> **Job 1**: How many lines in the records below contain the string "barrier"? Reply with the number alone.

> **Quoted text**:
# # # # # # #

Secular instruction implies that the proper business of the school-teacher is to impart a knowledge of the duties of this world; and the proper business of chapel and church is to explain the duties relevant to another world, which can only be done in a secondhand way by the school-teacher. The wonder is that the pride of the minister does not incite him to keep his own proper work in his own hands, and protest against the school-teacher meddling with it. By doing so he would augment his own dignity and the distinctiveness of his office.
By keeping each kind of knowledge apart, a man learns both, more easily and more effectually. Secular training is better for the scholar and safer for the State; and better for the priest if he has a faith that can stand by itself.
If the reader does not distrust it as a paradox, he will assent that the Secular is distinct from Secularism, as distinct as an act is distinct from its motive. Secular teaching comprises a set of rules of instruction in trade, business, and professional knowledge. Secularism furnishes a set of principles for the ethical conduct of life. Secular instruction is far more limited in its range than Secularism which defends secular pursuits against theology, where theology attacks them or obstructs them. But pure Secular knowledge is confined to its own pursuit, and does not come in contact with theology any more than architecture comes in contact with preaching.
A man may be a shareholder in a gas company or a waterworks, a house owner, a landlord, a farmer, or a workman. All these are secular pursuits, and he who follows them may consult only his own interest. But if he be a Secularist, he will consider not only his own interest, but, as far as he can, the welfare of the community or the world, as his action or example may tell for the good of universal society. He will do "his best," not as Mr. Ruskin says, "the best of an ass," but "the best of an intelligent man." In every act he will put his conscience and character with a view so to discharge the duties of this life as to merit another, if there be one. Just as a Christian seeks to serve God, a Secularist seeks to serve man. This it is to be a Secularist. The idea of this service is what Secularism puts into his mind. Professor Clifford exclaimed: "The Kingdom of God has come—when comes the Kingdom of man?" A Secularist is one who hastens the coming of this kingdom: which must be agreeable to heaven if the people of this world are to occupy the mansions there.
NOR is Secularism atheism. The laws of the universe are quite distinct from the question of the origin of the universe. The study of the laws of nature, which Secularism selects, is quite different from speculation as to the authorship of nature. We may judge and prize the beauty and uses of an ancient edifice, though we may never know the builder. Secularism is a form of opinion which concerns itself only with questions the issues of which can be tested by the experience of this life. It is clear that the existence of deity and the actuality of another life, are questions excluded from Secularism, which exacts no denial of deity or immortality, from members of Secularist societies. During their day only two persons of public distinction—the Bishop of Peterborough and Charles Bradlaugh—maintained that the Secular was atheistic. Yet Mr. Bradlaugh never put a profession of atheism as one of the tenets of any Secularist Society. Atheism may be a personal tenet, but it cannot be a Secularist tenet, from which it is wholly disconnected.

# # # # # # #

> **Job 2**: Could you pick up the passage on Secularism above after its final sentence and keep writing it?

# # # # # # #

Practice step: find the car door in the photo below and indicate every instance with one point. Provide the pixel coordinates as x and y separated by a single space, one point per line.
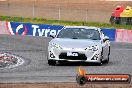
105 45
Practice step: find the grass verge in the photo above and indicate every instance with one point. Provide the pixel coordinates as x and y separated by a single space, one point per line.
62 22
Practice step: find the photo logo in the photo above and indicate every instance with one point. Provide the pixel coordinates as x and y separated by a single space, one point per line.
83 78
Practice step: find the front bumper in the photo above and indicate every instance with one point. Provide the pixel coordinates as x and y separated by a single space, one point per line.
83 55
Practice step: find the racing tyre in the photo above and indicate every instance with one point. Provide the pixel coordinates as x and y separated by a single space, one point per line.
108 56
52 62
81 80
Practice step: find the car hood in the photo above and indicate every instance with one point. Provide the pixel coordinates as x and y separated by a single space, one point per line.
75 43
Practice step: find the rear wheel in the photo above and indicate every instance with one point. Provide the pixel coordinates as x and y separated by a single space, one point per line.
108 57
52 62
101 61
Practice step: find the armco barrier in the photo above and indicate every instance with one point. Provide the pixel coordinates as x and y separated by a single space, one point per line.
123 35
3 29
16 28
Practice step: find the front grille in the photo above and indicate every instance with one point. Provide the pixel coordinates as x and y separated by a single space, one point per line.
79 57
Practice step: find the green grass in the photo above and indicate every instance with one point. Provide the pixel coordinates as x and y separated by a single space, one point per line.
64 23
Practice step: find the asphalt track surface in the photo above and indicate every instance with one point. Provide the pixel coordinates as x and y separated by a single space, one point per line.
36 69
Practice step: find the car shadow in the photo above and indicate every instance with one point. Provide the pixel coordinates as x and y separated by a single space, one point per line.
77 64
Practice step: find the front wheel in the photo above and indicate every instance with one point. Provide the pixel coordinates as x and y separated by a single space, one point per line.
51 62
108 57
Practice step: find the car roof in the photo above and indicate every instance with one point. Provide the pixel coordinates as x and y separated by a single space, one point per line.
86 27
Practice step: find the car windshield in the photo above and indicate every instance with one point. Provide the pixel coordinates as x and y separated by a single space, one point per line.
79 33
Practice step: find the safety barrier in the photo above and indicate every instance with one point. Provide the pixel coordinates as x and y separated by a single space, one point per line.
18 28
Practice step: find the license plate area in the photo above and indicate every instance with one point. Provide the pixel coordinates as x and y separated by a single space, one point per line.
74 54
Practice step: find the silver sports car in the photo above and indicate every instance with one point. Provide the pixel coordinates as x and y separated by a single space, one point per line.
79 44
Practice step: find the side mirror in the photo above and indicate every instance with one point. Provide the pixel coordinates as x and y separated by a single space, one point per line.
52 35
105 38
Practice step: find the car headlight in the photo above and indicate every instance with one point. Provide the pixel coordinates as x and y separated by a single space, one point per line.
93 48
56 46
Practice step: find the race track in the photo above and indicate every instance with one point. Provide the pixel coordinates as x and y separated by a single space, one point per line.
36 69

# # # # # # #

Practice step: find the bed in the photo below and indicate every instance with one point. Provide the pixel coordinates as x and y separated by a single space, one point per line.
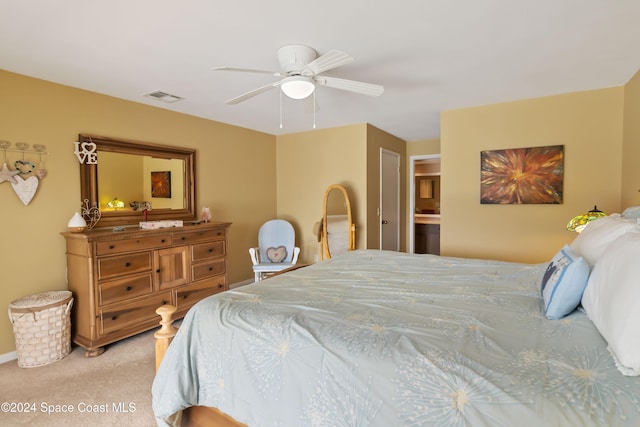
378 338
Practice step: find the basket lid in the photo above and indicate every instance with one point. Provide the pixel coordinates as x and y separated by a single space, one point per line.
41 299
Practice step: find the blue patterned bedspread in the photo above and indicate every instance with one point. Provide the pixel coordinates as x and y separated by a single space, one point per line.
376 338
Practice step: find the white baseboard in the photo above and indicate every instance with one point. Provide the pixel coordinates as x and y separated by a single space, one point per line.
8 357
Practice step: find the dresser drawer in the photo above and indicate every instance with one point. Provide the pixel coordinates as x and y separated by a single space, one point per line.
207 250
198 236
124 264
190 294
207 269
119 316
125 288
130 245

# # # # # # #

> **Written reply 1**: 2

> **Written reply 2**:
No one would confuse the Secular with the atheistic who understood that the Secular is separate. Mr. Hodgson Pratt, a Christian, writing in Concord (October, 1894), a description of the burial of Angelo Mazzoleni, said "the funeral was entirely Secular," meaning the ceremony was distinct from that of the Church, being based on considerations pertaining to duty in this world.
In the indefiniteness of colloquial speech we constantly hear the phrase, "School Board education." Yet School Boards cannot give education. It is beyond their reach. Most persons confuse instruction with education. Instruction relates to industrial, commercial, agricultural, and scientific knowledge and like subjects. Education implies the complete training and "drawing out of the whole powers of the mind."* Thus instruction is different from education. Instruction is departmental knowledge. Education includes all the influences of life; instruction gives skill, education forms character.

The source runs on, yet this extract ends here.